No phones. No internet. No A/C. How prepared are we for a major power grid attack?
Imagine the life we know gone dark.
For weeks, maybe months.
Dark as in loss of power. No cell phones, ATMs, traffic lights, heating or cooling.
About once every four days, part of the nation’s power grid — a system whose failure could leave millions in the dark — is struck by a cyber or physical attack, a 2015 USA TODAY analysis of federal energy records found.
We’re about to get a taste of that Tuesday through Thursday. Dark Sky — a mock disaster scenario of mass power outage proportion — will bring together the National Guard, local law enforcement and communications and emergency management personnel to pose the question: “What if?”
More than 1,000 people from federal, state, county and municipal agencies will be involved in the Dark Sky drills, with locations across in the Fox Valley and east-central Wisconsin.

_ _ _ _ _

• Given problem A: Echo the rows word for word, starting at the line that contains "Task: kindly identify the grassy" and continuing through the end of the rows.

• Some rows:
_ _ _ _ _

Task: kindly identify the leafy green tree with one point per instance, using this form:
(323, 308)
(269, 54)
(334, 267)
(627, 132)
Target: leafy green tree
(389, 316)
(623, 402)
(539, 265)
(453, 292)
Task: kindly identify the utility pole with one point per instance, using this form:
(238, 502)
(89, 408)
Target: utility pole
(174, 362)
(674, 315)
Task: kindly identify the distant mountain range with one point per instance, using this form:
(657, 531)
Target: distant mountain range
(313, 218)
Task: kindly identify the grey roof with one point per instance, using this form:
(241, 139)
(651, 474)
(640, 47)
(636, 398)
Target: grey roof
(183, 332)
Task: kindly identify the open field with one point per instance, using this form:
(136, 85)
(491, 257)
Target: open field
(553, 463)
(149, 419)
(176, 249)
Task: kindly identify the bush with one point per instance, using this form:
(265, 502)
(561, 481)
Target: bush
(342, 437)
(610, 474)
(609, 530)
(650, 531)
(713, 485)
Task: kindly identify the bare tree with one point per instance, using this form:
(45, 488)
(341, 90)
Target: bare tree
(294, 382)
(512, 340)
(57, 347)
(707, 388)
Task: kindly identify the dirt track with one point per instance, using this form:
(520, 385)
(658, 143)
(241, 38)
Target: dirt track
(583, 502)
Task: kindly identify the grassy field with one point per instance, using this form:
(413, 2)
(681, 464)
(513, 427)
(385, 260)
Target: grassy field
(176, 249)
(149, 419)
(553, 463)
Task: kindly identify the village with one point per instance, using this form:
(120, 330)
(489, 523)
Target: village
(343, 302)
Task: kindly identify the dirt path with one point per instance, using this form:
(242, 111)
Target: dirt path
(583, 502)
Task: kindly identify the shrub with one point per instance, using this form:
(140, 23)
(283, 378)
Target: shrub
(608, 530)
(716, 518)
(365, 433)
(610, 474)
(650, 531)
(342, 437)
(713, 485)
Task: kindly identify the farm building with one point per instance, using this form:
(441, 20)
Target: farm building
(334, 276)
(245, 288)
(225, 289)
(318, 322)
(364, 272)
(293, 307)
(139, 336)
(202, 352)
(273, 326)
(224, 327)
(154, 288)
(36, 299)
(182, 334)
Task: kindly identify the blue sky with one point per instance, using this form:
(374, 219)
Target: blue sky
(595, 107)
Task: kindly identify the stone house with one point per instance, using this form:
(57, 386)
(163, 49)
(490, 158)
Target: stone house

_ _ _ _ _

• Given problem B: Duplicate the entire article on power grid attack preparedness word for word.

• Complete response A:
Task: kindly identify the grassy field with one point per instance, using this form:
(413, 2)
(681, 464)
(513, 427)
(385, 260)
Target: grassy field
(176, 249)
(149, 419)
(553, 463)
Task: kindly identify the village with one point per instance, using this form:
(120, 330)
(489, 523)
Target: village
(343, 302)
Task: kindly identify the dirt path with one point per instance, using this form:
(242, 111)
Target: dirt path
(583, 502)
Task: kindly identify the shrub with one point per instance, using this form:
(140, 23)
(283, 378)
Target: shrub
(608, 530)
(716, 518)
(365, 433)
(610, 474)
(650, 531)
(342, 437)
(713, 485)
Task: kindly identify the farm building with one point per instance, using this form:
(441, 20)
Target: farm building
(334, 276)
(245, 288)
(225, 289)
(318, 322)
(364, 272)
(293, 307)
(139, 336)
(202, 352)
(273, 326)
(224, 327)
(154, 288)
(36, 299)
(182, 334)
Task: kindly identify the blue sky with one point per instance, using this form:
(374, 219)
Target: blue sky
(595, 107)
Task: kindly identify the stone house with one point per instance, using this form:
(57, 386)
(163, 49)
(490, 158)
Target: stone house

• Complete response B:
No phones. No internet. No A/C. How prepared are we for a major power grid attack?
Imagine the life we know gone dark.
For weeks, maybe months.
Dark as in loss of power. No cell phones, ATMs, traffic lights, heating or cooling.
About once every four days, part of the nation’s power grid — a system whose failure could leave millions in the dark — is struck by a cyber or physical attack, a 2015 USA TODAY analysis of federal energy records found.
We’re about to get a taste of that Tuesday through Thursday. Dark Sky — a mock disaster scenario of mass power outage proportion — will bring together the National Guard, local law enforcement and communications and emergency management personnel to pose the question: “What if?”
More than 1,000 people from federal, state, county and municipal agencies will be involved in the Dark Sky drills, with locations across in the Fox Valley and east-central Wisconsin.